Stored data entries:
==*==

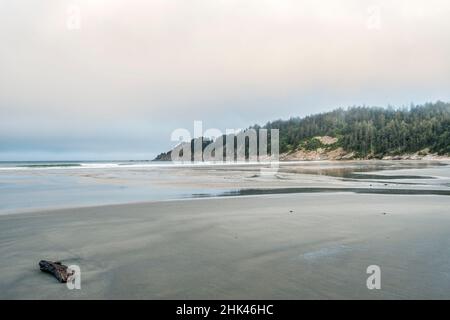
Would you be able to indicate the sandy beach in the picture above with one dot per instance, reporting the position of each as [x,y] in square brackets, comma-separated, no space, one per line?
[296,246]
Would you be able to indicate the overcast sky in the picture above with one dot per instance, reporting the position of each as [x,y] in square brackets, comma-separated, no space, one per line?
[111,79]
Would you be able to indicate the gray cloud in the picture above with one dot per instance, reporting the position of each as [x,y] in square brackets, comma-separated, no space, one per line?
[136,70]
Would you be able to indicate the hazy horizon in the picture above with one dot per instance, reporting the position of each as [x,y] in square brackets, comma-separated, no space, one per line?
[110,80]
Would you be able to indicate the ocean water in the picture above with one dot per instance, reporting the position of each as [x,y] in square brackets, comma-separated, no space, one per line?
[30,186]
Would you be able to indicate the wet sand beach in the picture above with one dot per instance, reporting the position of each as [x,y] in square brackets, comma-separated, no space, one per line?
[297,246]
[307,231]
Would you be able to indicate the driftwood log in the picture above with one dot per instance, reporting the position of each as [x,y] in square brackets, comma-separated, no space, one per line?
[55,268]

==*==

Transcribe the lines above exactly, setting aside any picture among them.

Would you be able to indicate the sandy beach in the picture above with one dot per instance, reporting the position of each as [x,y] in square brackets, comma-separated, no space, one per line?
[296,246]
Would you be able to indicate the overcast sky in the picture above with one dot per instance, reporting the position of each as [x,y] in square brackets, comma-separated, no space, one per line?
[111,79]
Would you be able to indicate the gray cloud in the picture above with one dot per instance, reporting the position of each as [x,y] in square brackets, comma-separated, no space, one per line?
[136,70]
Would you be able to indicate the hazy horizon in the picture above with one dot per instance, reporting the position of each as [x,y] in square brackets, comma-separated, no space, one per line?
[110,80]
Would you be able to indicate the ocean water in the picture above with one dot per instance, reporting the position of each as [x,y] in square brackets, comma-separated, no space, one per line?
[30,186]
Would you be able to indicate the wet sand beach in the picture above with one dot per instance, reporting the position of each as [x,y] in square brackets, comma-separated, no space, one per line?
[297,246]
[307,231]
Would you be able to indicate the driftwood log in the picture above with one dot per instance, reporting the position of each as [x,y] in square brackets, comma-separated, no space, one per line?
[55,268]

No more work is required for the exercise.